| TÂCHES ET EXERCICES |
A - Modifiez l'article sur Alcina Fénélus : reproduisez le passage allant de « Haïti – Culture: Alcina » jusqu'à « maladie et médicaments. » inclus, en remplaçant « dame » par « femme ».
B - Répondez aux questions suivantes à partir de l'article sur Alcina Fénélus.
(i) En quelle année Alcina Fénélus est-elle née ?
(ii) Quel âge exact l'article lui attribue-t-il ?
(iii) Dans quelle localité vit-elle auprès de sa famille ?
C - Relevez tous les nombres distincts écrits en chiffres dans l'article sur Alcina Fénélus.

| TEXTE À ANALYSER |
┌────────

Haïti – Culture: Alcina Fénélus née en 1898 et bien vivante

Alcina Fénélus, l’Haïtienne la plus âgée connue. © Photos Francis Concite.

Née la même année où Le Nouvelliste a été fondé, Alcina Fénélus est probablement la personne la plus âgée d’Haïti et sûrement l’une des plus vieilles du monde. A exactement 114 ans et 174 jours, cette femme à cheval sur trois siècles coule des jours heureux auprès de sa famille à Bon-Repos. Regard sur cette dame plus que centenaire, un peu moqueuse, qui ignore maladie et médicaments.

└────────

| DONNÉES EXTRAITES |
┌────────

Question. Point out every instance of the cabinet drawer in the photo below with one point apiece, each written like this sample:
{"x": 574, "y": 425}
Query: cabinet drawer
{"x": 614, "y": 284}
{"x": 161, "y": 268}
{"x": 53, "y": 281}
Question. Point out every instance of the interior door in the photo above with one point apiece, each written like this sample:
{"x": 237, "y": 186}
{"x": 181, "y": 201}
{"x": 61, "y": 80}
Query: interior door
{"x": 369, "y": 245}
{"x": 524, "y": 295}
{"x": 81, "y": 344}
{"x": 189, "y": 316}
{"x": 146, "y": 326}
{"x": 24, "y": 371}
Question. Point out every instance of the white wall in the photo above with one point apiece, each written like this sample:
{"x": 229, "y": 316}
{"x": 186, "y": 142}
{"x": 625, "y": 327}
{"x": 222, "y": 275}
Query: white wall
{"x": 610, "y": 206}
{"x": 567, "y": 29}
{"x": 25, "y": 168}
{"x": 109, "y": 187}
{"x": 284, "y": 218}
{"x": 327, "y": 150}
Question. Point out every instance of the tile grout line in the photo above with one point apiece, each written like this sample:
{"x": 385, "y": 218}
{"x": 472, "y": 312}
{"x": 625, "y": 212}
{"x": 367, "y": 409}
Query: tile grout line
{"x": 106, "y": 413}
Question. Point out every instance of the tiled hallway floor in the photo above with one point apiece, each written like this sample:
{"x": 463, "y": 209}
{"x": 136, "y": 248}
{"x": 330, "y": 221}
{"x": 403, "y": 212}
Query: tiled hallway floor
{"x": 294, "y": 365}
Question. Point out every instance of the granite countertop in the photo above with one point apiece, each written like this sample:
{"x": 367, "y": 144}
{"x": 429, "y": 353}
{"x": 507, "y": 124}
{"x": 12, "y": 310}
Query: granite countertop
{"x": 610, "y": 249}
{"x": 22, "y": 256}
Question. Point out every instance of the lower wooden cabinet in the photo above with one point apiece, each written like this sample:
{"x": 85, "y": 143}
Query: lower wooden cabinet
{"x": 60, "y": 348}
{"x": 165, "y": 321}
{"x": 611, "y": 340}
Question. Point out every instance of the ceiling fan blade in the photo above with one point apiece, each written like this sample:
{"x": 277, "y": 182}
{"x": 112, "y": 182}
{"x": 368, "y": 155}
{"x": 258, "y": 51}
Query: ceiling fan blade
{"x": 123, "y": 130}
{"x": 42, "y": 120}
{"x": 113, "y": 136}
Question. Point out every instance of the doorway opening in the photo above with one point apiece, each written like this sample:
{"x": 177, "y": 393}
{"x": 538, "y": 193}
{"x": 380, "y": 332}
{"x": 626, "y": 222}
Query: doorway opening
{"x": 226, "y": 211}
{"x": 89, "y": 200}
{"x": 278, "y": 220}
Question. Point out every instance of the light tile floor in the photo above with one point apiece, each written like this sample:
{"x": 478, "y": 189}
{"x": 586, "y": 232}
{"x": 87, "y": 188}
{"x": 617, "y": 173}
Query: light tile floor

└────────

| RÉPONSES AUX TÂCHES |
A -
Haïti – Culture: Alcina Fénélus née en 1898 et bien vivante

Alcina Fénélus, l’Haïtienne la plus âgée connue. © Photos Francis Concite.

Née la même année où Le Nouvelliste a été fondé, Alcina Fénélus est probablement la personne la plus âgée d’Haïti et sûrement l’une des plus vieilles du monde. A exactement 114 ans et 174 jours, cette femme à cheval sur trois siècles coule des jours heureux auprès de sa famille à Bon-Repos. Regard sur cette femme plus que centenaire, un peu moqueuse, qui ignore maladie et médicaments.

B -
(i) En 1898.
(ii) 114 ans et 174 jours.
(iii) À Bon-Repos.

C - 1898, 114, 174